-------- Data provided

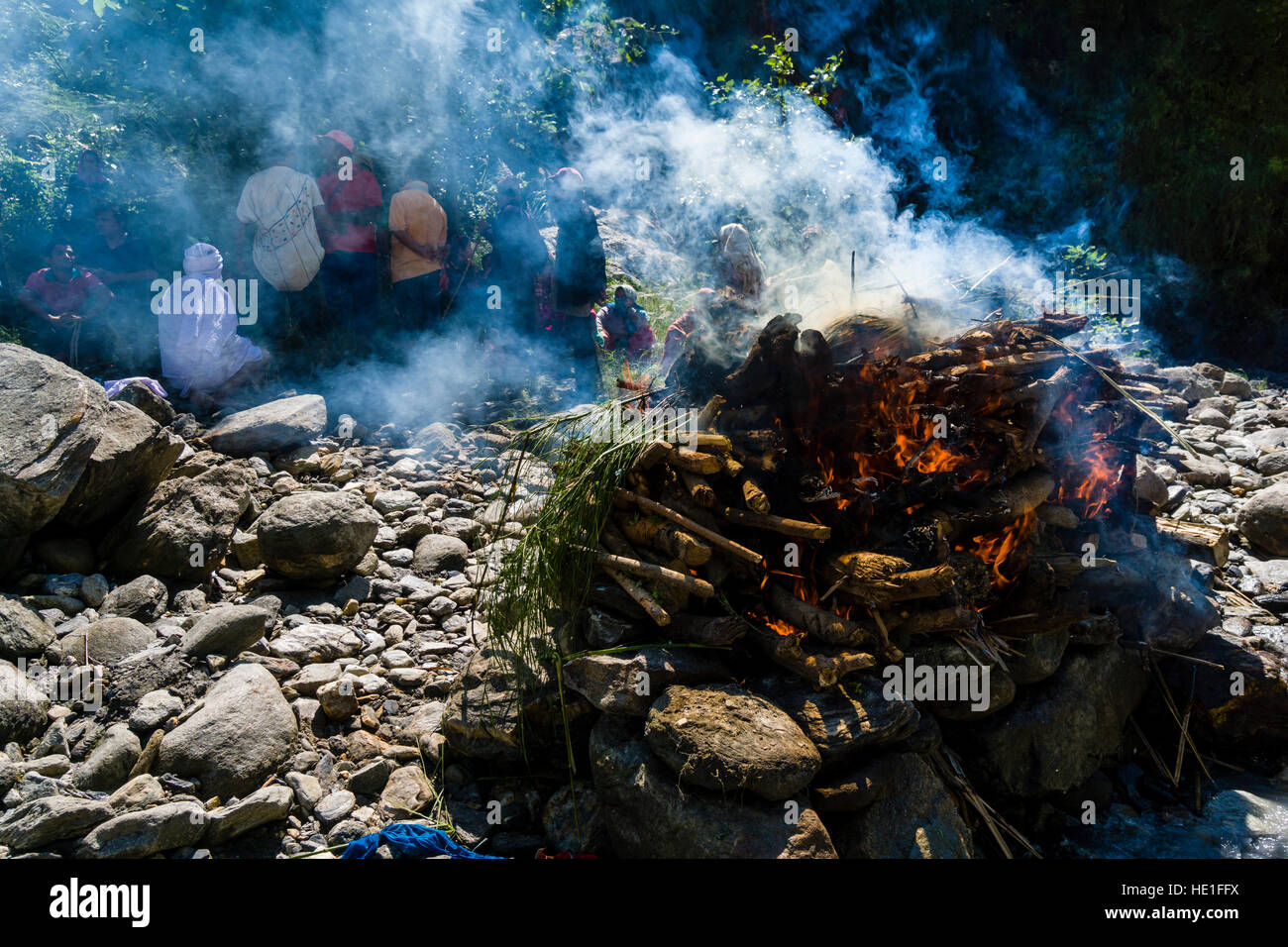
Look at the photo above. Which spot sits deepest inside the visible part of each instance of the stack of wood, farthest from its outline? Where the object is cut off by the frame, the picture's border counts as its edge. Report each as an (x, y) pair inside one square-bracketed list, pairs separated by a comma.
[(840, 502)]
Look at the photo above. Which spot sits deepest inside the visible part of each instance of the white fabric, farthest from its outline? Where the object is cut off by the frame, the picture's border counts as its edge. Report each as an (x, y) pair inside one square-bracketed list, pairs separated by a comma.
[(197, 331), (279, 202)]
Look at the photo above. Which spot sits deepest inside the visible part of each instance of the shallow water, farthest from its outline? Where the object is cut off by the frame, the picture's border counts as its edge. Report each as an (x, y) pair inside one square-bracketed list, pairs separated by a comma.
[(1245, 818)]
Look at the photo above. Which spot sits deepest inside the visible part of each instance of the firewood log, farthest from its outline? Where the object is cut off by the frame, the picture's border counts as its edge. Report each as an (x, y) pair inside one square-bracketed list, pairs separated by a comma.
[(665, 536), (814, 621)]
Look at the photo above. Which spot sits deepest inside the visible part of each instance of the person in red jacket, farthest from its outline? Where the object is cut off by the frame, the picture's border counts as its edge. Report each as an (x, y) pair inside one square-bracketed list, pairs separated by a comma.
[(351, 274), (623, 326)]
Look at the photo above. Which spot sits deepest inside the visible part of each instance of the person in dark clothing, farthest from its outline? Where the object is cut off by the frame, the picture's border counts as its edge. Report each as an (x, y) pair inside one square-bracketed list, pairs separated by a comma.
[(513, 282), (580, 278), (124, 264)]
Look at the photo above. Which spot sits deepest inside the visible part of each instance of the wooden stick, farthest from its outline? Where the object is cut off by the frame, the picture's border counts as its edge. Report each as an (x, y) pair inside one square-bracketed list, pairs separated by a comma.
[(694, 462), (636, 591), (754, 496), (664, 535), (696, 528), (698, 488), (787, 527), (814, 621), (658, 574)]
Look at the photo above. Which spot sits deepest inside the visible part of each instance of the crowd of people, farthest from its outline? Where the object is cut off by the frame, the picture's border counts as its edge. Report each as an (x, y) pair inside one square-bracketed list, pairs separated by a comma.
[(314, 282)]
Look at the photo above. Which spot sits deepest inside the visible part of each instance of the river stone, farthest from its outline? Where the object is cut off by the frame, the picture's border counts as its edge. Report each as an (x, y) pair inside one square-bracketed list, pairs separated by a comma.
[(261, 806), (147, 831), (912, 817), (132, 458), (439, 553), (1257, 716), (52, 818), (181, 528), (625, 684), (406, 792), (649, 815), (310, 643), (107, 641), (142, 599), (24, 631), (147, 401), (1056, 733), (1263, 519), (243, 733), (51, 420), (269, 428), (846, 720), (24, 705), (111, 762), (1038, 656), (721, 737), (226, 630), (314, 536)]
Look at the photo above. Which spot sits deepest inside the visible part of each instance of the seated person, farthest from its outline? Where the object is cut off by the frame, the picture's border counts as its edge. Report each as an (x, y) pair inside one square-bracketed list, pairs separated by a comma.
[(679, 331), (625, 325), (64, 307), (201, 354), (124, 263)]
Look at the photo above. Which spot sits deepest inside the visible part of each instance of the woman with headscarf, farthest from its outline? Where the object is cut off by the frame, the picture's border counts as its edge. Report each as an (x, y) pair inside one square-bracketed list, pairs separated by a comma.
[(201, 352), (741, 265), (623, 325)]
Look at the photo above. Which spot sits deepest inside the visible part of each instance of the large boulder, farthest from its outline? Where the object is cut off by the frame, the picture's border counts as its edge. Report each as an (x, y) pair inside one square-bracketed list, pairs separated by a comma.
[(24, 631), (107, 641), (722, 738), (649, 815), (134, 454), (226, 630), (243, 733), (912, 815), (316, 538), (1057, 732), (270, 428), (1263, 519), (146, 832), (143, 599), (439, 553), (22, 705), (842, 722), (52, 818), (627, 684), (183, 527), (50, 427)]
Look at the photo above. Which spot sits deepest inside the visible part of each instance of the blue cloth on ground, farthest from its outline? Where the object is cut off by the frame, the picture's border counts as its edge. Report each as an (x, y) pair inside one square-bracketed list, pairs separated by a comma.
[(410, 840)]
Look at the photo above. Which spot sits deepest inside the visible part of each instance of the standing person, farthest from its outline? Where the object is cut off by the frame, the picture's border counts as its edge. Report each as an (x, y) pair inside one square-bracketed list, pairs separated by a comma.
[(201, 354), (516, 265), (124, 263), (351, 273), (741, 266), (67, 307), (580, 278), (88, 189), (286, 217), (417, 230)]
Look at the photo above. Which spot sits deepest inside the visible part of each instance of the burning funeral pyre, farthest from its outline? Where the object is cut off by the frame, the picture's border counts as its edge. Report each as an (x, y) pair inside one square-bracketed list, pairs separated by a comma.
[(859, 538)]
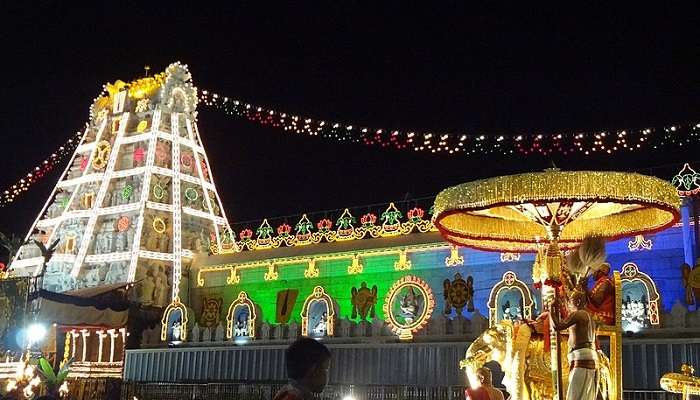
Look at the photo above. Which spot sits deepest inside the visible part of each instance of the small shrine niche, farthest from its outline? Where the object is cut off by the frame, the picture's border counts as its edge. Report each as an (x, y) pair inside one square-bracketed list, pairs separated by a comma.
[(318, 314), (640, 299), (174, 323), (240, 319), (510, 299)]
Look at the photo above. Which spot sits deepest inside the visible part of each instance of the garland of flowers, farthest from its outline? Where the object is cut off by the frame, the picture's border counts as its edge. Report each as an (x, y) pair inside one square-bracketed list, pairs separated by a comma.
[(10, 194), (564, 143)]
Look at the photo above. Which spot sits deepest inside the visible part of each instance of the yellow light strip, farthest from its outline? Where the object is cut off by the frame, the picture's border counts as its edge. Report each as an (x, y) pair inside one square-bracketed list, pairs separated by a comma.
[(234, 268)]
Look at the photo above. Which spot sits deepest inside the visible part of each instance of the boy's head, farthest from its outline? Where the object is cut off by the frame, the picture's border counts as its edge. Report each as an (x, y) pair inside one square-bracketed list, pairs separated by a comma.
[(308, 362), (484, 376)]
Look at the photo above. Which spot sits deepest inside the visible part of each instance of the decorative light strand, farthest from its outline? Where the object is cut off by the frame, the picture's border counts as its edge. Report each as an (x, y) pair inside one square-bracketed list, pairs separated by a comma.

----------------

▶ [What to work on] Give all of the items above as a numbered list, skipping blank lines and leaving out the pictures.

▶ [Result]
1. Look at the photo above. Which spot sits deepest inside the visible part of each instance of the stack of wood, farthest from its outline? Where the object is cut off by the frame, the picture's border counts as its edge. Report each as an (x, y) pair inside one square-bracketed list, pairs separated by a comma.
2. [(840, 502)]
3. Look at the photo above. Which spot sits deepest inside the visible part of each instance of the white fabric, farthest from its outline? Where the object is cut off by the frame, the picture's border counts as its edge. Report each as an (x, y) pair inside one square-bracketed list, pairs separated by a comma.
4. [(197, 331), (279, 202)]
5. Look at the photo above. Which spot sits deepest inside the visible part of each instance of the shallow water, farthest from its outline? Where the object is cut off by the frame, the picture's border counts as its edge. Report each as an (x, y) pair inside one square-bracketed list, pairs separated by a comma.
6. [(1245, 818)]
7. Look at the photo above. Which spot sits deepest inside the visible part of each instance of the firewood log, farthest from its outline? Where the object is cut off by the frame, the picture's border counts as its edge. Report each as an (x, y) pair inside one square-bracketed list, pairs separated by a comma.
8. [(665, 536), (814, 621)]
9. Look at the photo above. Which spot sits deepest inside the visible part of each instance of the person in red jacket, farthest from its outline? Where the object is cut off by the frame, the picture's border counts as its edge. Report each as an (x, y) pair inside one square-bracketed list, pairs separated by a comma.
10. [(351, 274), (623, 326)]
11. Look at the photo above. Which spot sits deepest inside the visible part of each instance of the person in dark clothing, farthest from its outline? Where the object is cut off by the frame, the picture's border counts as its edge. Report each as an (x, y) pair inside one square-bracketed list, pairs separated by a comma.
12. [(513, 282), (580, 278), (124, 264)]
13. Look at the photo above. Which spot sits deepest inside the visible part of each instance of the wooden stick, farthest from its outline? Where the object is cut off by the frame, the picture's border counts as its edge. Report each as an (x, y) pair inside one square-bracketed list, pairs separated by a comma.
14. [(694, 462), (636, 591), (754, 496), (664, 535), (696, 528), (698, 488), (787, 527), (814, 621), (658, 574)]
15. Look at the photo above. Which spot sits deepest inside the visible part of each instance of the crowd of people, farthest from its outline? Where the object is cut off by the frame, the picture's border counts as its edge. Report each as an (x, y) pair inside one square-bracketed list, pairs separated by a comma.
16. [(314, 282)]
17. Look at the photo above. Which spot sits deepest inside the visible part of each instance of the river stone, farthest from its outline? Where the object is cut off by the frame, the picture's border counts as its edge. Report each as an (x, y) pair inside one square-bracketed list, pairs separated by a comma.
18. [(261, 806), (147, 831), (912, 817), (132, 458), (439, 553), (1257, 716), (52, 818), (181, 528), (625, 684), (406, 792), (649, 815), (310, 643), (107, 641), (142, 599), (24, 631), (147, 401), (1056, 733), (1263, 519), (243, 733), (51, 420), (269, 428), (846, 720), (24, 705), (111, 762), (1038, 656), (721, 737), (226, 630), (314, 536)]
19. Look at the photo above. Which spot sits deepest inside the visible part of each instance of the seated person, farthest from its outline? Where the object is cut off by the frame, the picture's border counts as its edge. Report each as an (x, y) pair inside one square-bracketed list, pairs separated by a comma.
20. [(679, 331), (625, 325), (64, 307), (201, 354), (124, 263)]
21. Look at the photo above. Which spot sits deepest inside the visible part of each instance of the woman with headscarf, farthest from its outline? Where the object is cut off by the frame, the picture's border counts as its edge. Report each as an (x, y) pair inside one square-bracketed list, pairs separated by a comma.
22. [(201, 352), (741, 265), (623, 325)]
23. Look at the photo above. Which spot sits deepest inside the visible part of each instance of the large boulder, farthest from its outline? Where the object is cut off by the frame, the picture's border counts as its edge. Report each as an (x, y) pair inside one square-bracketed list, pairs separated by a comma.
24. [(24, 631), (107, 641), (722, 738), (649, 815), (134, 454), (226, 630), (243, 733), (912, 815), (316, 538), (1057, 732), (270, 428), (1263, 519), (146, 832), (143, 599), (439, 553), (22, 705), (842, 722), (52, 818), (627, 684), (183, 527), (50, 427)]
25. Look at the photo above. Which spot sits deepest inside the visible part of each instance of the blue cloth on ground, farthest from its outline? Where the object is cut off by the frame, the picture's border counts as its edge. Report each as an (x, y) pair inside one square-bracketed list, pairs separated by a comma.
26. [(410, 840)]
27. Look at the photo above. Which spot sits deepest inside the visible part of each instance of the standing person, farthest from its outline? Where the object is cut off by the frame, the picture's border counts as its edge. Report each as an (x, y) pair inside one square-bracketed list, pairs separated by a comma.
28. [(201, 354), (516, 265), (124, 263), (351, 273), (741, 266), (67, 307), (580, 278), (88, 189), (286, 217), (417, 230)]
29. Look at the photo above. Which spot sits deepest inside the visible part of each instance of the burning funeral pyre, farthest from its outline? Where the object is cut off by the frame, the picture's border counts as its edge. Report each as an (x, y) pair inside one square-bracketed list, pairs separated by a comma.
30. [(859, 538)]
31. Look at the photo above. Which spot sits deepest inside the visible part of each instance of the small shrine niche, farthest from its outline? Where the object is cut off by the frame, the picture's border counts as its edge. Report each as an (x, y) pair inside one square-bracketed list, pairs separated by a comma.
32. [(318, 314), (640, 299), (174, 323), (240, 319), (510, 299)]
33. Look at the photo above. Which spot sits deepest inside the visible part of each instance of the garland of flowers, farthest from its outline? Where the object is cut off by the frame, the picture's border counts as its edge. Report each as an (x, y) pair inside one square-bracketed list, pairs separated by a comma.
34. [(10, 194), (564, 143)]
35. Look at the photo above. Which spot sits deepest inside the visible part of each instance of the yellow light strip, farthest from its outline? Where the object is cut off by the frame, the picture's border counts as its edge. Report each as an (x, y) pair inside one square-bracketed list, pairs separated by a comma.
36. [(234, 268)]
37. Look at the photo above. Which spot sits deepest inside the visible part of each instance of the boy's head, farthest from its outline? Where the object is cut off by the frame, the picture's border counts as its edge. Report each as an (x, y) pair inside one square-bracketed list, pairs separated by a comma.
38. [(308, 362), (484, 376)]
39. Look at the photo above. Which spot sits deepest inside the visible part of each instance of the decorative light strand, farthest from its outline? Where the object is cut off by the frame, the picture's border counts as its edge. Report each as an (x, y) pair inside one square-bracketed list, pairs separated by a comma.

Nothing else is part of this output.